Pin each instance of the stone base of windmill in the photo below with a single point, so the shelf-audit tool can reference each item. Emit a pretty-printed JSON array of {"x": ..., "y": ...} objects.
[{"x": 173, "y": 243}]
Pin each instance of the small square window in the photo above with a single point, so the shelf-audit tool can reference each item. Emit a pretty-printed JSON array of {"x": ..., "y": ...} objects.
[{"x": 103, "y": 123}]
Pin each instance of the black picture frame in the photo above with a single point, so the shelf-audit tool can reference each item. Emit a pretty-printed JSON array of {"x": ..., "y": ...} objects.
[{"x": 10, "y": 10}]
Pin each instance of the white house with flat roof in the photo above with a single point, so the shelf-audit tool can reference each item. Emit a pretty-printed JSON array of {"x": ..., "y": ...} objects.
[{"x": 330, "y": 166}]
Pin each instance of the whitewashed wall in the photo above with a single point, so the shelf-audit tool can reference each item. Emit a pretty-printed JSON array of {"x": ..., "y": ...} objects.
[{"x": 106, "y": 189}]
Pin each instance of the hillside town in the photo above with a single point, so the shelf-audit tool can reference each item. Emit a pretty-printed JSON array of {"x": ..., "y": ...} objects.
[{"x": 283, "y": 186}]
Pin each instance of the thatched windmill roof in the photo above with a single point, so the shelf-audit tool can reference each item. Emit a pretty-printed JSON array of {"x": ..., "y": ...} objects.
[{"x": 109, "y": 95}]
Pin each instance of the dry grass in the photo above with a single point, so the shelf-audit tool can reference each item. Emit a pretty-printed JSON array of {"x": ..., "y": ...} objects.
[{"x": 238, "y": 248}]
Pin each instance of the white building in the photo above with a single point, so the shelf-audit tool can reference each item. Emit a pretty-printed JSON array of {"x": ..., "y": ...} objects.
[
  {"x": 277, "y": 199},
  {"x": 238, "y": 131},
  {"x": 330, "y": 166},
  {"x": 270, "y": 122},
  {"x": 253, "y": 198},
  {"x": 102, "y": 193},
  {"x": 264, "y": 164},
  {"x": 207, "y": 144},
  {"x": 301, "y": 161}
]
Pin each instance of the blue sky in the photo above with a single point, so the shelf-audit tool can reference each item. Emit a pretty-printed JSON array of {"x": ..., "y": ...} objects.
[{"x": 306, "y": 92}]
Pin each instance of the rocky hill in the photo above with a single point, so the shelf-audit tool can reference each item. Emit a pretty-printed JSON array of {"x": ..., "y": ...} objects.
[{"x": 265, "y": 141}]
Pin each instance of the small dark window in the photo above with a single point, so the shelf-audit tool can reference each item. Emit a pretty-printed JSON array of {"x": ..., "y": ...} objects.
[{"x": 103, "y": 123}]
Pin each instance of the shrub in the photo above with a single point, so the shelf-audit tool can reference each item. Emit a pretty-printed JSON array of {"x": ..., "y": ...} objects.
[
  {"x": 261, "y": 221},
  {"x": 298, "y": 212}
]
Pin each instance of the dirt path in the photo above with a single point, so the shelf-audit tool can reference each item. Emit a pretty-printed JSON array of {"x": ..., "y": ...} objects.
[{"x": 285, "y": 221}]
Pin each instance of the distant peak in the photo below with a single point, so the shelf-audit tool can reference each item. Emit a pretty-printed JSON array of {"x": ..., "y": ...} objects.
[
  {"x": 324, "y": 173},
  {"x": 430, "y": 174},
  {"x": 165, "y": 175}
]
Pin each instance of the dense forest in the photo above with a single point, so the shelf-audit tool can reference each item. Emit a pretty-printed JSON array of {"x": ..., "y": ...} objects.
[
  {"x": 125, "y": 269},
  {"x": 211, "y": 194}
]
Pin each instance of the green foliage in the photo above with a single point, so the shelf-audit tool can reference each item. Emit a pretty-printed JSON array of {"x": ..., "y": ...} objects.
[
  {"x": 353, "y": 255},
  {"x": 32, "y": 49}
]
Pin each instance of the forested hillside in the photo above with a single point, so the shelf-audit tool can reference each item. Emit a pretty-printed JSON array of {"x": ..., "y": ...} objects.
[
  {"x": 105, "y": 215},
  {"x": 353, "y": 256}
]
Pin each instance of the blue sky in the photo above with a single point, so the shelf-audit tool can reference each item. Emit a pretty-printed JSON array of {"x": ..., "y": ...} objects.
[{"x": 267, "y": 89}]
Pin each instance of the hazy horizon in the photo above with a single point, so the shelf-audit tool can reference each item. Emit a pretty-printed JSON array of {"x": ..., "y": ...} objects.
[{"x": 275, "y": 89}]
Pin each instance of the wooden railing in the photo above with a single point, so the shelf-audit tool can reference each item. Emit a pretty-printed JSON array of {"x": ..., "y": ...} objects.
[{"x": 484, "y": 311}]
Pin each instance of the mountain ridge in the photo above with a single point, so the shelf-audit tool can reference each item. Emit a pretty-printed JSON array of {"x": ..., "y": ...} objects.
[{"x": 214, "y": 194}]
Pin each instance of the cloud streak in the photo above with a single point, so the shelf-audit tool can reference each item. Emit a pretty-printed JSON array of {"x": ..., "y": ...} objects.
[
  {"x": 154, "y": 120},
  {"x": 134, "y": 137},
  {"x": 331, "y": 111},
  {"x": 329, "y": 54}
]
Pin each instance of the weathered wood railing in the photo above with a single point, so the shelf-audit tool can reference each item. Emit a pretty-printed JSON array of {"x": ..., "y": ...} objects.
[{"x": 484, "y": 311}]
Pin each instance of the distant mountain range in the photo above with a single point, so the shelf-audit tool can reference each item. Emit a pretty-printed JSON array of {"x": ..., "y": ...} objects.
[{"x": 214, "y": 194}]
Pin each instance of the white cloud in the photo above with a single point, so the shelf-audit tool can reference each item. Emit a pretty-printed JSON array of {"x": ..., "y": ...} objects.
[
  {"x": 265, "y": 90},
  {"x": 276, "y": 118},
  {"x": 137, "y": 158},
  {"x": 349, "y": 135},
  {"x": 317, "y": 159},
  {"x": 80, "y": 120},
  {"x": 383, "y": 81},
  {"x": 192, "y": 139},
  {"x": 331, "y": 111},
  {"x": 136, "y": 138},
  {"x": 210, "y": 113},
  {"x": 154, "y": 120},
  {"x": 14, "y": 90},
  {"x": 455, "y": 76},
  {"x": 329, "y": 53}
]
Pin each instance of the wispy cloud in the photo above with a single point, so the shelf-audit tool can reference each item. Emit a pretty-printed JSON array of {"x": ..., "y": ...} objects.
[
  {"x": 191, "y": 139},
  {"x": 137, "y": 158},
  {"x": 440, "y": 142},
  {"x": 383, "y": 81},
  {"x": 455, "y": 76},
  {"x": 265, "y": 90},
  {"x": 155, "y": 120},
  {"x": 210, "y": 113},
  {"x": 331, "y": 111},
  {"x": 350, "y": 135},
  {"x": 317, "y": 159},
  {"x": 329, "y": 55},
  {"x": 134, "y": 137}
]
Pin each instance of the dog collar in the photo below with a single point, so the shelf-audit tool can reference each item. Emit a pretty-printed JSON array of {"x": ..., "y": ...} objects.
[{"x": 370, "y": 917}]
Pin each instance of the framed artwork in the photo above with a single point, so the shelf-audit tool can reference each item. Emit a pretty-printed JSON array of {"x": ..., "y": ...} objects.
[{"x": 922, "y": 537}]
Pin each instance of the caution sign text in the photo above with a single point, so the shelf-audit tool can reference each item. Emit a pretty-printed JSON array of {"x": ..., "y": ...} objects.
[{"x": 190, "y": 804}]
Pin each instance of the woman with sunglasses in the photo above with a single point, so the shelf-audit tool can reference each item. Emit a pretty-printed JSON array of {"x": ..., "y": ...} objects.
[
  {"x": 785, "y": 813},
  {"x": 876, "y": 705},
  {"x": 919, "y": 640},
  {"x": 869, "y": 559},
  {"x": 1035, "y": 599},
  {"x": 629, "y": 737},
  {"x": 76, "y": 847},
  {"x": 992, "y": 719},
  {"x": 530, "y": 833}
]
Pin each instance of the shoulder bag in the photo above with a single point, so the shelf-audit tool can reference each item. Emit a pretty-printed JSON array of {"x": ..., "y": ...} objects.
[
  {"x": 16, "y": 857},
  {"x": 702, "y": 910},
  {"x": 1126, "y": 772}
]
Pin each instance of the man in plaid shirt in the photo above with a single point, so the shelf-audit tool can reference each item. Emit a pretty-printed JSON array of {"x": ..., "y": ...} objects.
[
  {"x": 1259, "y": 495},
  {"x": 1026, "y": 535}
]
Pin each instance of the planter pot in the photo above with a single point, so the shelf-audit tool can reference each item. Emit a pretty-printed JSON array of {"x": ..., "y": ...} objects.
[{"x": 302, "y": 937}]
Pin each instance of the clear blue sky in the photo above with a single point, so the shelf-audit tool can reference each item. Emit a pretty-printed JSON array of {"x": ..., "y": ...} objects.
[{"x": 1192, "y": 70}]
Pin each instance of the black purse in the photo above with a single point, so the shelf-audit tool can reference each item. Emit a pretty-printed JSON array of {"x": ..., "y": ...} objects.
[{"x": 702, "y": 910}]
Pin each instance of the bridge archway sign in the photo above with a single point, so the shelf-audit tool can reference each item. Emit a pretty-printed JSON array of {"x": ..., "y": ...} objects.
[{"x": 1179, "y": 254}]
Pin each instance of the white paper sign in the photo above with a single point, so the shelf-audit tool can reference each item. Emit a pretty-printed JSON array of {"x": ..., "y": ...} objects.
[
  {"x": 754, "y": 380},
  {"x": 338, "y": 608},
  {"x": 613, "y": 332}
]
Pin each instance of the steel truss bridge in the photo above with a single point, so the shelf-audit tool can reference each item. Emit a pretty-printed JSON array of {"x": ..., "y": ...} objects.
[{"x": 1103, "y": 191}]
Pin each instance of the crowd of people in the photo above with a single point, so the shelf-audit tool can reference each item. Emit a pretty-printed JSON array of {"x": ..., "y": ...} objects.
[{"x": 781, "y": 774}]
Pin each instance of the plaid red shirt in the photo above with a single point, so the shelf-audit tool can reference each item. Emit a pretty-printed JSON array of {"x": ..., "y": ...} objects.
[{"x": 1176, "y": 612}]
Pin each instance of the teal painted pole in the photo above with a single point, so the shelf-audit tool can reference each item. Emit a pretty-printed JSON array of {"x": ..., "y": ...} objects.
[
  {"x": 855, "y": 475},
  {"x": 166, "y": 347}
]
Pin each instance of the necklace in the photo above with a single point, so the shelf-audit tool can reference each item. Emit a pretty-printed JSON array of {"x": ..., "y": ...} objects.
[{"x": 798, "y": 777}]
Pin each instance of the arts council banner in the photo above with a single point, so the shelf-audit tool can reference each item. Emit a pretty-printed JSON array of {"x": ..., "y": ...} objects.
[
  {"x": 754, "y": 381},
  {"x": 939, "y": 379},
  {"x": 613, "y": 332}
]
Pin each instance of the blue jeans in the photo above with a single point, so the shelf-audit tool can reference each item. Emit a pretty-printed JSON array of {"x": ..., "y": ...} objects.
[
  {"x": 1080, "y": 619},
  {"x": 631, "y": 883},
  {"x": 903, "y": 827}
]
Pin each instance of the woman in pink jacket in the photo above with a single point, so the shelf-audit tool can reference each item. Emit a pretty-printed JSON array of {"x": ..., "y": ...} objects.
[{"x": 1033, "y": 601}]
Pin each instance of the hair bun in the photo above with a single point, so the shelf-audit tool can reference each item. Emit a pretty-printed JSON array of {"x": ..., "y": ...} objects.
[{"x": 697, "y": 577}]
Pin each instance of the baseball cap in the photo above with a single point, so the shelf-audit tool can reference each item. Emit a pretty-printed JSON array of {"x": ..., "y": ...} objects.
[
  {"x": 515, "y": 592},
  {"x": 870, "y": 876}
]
== == ==
(What the exercise asks) Copy only this span: the line that contains "Pin each instance of the woman in", the last line, and every line between them.

(Written answer)
Pin each instance of the woman in pink jacket in the photo above with a single point, so the shelf-audit tool can reference each item. Emit a pretty-printed JSON array of {"x": ..., "y": ...} objects.
[{"x": 1033, "y": 601}]
Pin each instance of the hair bun in the photo above with a single point, so the shelf-audit tool can reference each item. Emit a pretty-printed JSON array of {"x": ..., "y": ...} objects.
[{"x": 697, "y": 577}]
Pin each instance of the baseball cap in the photo above with a single point, so the shelf-audit tool can reference each item. Emit a pretty-printed JSON array of {"x": ..., "y": ...} objects.
[
  {"x": 515, "y": 592},
  {"x": 870, "y": 876}
]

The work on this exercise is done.